==== DATA RECORDS ====
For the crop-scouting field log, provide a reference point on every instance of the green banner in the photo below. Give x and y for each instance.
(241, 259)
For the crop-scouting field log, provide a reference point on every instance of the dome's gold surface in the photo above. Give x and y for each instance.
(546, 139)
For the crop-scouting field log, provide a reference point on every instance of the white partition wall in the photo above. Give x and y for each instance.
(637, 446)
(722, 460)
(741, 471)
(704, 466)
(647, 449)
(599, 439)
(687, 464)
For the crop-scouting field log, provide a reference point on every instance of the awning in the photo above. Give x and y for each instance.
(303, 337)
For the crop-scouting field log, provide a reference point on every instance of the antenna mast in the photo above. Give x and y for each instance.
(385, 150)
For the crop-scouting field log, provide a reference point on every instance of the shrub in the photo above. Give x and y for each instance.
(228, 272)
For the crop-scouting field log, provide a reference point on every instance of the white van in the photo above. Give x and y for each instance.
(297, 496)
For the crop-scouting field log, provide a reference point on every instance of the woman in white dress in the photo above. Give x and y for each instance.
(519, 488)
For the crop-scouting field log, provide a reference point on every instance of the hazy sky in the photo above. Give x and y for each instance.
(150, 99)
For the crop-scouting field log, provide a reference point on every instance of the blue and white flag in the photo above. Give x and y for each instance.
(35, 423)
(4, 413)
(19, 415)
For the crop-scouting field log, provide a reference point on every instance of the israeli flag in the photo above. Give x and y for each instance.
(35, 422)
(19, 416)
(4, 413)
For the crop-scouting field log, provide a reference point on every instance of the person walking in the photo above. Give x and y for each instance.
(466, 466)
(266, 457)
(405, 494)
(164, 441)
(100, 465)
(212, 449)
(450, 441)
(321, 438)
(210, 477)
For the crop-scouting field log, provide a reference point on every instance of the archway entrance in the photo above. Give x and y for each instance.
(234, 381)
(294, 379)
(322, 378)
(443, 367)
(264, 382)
====
==== DATA RECORDS ====
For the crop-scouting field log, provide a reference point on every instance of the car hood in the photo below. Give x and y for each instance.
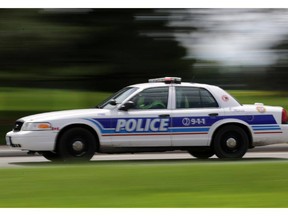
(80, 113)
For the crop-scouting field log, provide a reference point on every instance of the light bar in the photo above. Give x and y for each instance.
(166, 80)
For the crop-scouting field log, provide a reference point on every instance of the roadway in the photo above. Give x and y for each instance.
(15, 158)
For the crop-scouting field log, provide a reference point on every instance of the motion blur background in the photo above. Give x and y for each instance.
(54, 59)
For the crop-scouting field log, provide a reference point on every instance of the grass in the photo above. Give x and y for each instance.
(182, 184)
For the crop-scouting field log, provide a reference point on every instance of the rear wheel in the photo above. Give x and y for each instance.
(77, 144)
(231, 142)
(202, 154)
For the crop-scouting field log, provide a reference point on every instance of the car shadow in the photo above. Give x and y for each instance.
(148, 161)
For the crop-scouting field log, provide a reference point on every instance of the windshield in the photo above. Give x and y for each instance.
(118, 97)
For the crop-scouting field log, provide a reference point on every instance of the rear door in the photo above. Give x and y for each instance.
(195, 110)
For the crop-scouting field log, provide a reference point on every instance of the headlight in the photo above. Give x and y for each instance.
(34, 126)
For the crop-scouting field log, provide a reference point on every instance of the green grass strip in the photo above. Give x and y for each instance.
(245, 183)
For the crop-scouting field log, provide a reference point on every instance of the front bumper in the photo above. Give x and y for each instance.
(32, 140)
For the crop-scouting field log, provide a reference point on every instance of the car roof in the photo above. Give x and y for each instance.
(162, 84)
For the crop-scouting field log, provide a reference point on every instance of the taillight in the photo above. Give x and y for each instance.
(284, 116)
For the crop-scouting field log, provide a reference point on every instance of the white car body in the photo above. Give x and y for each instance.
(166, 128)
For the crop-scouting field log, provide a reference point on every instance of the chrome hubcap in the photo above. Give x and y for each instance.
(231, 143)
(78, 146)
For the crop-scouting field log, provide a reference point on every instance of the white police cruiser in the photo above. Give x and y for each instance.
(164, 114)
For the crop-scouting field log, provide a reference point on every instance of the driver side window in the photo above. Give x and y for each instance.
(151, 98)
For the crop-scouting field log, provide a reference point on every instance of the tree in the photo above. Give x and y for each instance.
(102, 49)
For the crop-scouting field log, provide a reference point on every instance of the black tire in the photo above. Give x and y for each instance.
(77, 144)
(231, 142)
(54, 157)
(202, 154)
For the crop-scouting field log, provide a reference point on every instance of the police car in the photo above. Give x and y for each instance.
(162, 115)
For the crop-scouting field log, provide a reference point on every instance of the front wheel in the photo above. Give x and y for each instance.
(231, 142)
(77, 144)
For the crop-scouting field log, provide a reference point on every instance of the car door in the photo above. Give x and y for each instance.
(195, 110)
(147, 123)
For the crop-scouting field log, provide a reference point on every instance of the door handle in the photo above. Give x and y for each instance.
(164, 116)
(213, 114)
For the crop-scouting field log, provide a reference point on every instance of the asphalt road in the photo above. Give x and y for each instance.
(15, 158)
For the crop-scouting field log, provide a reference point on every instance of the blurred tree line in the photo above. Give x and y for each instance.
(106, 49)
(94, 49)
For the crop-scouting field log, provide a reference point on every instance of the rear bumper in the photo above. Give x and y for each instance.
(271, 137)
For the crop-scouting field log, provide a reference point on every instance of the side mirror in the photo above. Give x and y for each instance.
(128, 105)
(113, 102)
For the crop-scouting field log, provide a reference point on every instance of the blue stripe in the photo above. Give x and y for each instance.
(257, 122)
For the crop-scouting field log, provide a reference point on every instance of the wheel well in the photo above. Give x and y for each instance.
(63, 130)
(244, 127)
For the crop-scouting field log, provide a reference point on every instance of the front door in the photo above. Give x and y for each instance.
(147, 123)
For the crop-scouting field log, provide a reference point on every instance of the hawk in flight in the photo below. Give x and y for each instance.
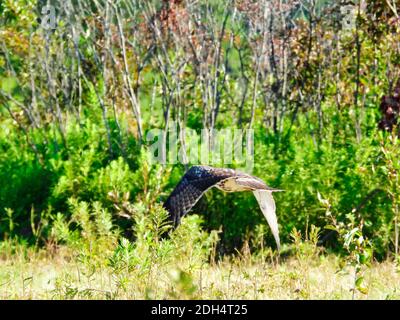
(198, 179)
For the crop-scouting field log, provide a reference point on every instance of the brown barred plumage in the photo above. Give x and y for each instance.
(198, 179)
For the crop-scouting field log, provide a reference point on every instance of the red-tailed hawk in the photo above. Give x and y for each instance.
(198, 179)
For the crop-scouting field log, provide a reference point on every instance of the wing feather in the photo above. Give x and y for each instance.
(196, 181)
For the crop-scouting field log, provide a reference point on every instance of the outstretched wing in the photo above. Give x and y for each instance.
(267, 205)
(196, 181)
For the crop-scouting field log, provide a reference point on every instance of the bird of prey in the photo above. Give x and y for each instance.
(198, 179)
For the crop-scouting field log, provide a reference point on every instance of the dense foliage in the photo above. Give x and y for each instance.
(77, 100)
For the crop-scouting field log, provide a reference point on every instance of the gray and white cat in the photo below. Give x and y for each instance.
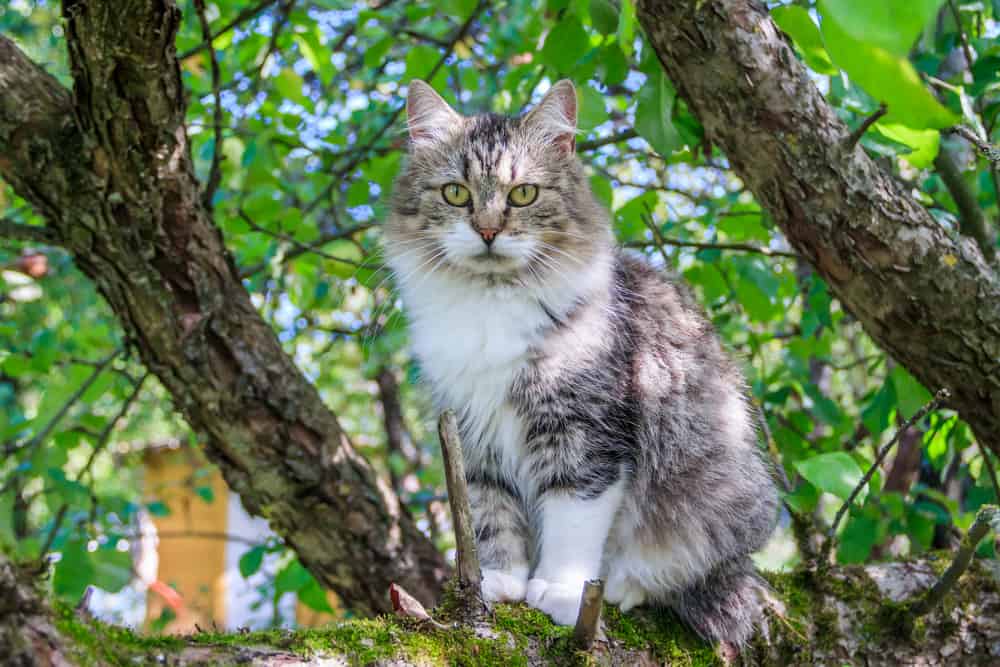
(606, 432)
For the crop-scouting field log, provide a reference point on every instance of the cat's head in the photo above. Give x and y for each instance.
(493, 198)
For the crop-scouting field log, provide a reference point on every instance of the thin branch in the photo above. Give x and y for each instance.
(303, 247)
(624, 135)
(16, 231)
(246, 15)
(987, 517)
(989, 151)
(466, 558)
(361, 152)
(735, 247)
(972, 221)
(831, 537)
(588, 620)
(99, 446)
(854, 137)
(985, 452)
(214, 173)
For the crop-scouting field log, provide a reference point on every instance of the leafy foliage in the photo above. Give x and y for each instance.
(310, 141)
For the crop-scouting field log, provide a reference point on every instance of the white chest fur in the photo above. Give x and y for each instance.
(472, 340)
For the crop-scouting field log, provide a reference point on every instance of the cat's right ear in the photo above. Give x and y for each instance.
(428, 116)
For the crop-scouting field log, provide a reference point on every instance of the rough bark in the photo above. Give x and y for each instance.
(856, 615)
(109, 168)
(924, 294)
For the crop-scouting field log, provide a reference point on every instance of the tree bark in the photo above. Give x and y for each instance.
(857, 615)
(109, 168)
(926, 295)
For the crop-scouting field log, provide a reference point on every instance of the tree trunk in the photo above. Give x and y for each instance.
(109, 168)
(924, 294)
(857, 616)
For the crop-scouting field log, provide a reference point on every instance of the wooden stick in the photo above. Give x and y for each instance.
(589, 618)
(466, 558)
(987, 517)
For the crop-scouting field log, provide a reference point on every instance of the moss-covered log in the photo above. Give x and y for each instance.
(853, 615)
====
## GIVEN EXERCISE
Collect every line in the records above that contains the word "white" and copy each of those lines in full.

## SOLUTION
For the crop-scouting field log, provide a reference point on every instance of the white partition wall in the photo above. Give x and y for each instance.
For the crop-scouting field log, provide a reference point on every instance of the white van in the photo above. Give x and y for each instance.
For the crop-scouting field log, provide a reference point on every instance of the woman in white dress in the photo above. Give x and y for each instance.
For the crop-scouting field log, provide a reference point on every instance of the blue and white flag in the photo above. Give x and y for each instance.
For the crop-scouting field log, provide a reference point on every instance of the white car body in the photo above. Give x and y for each instance.
For the crop-scouting field log, provide a reference point on every instance of the white police cruiser in the photo above. Give x and y for each instance.
For the crop-scouting field log, provide a reference point on every instance of the gray and white cat in the photo below. Give x and y for each instance.
For the crop-scouting field log, provide a reference point on every instance of the white chest fur in the photo above. Give x and y for each instance.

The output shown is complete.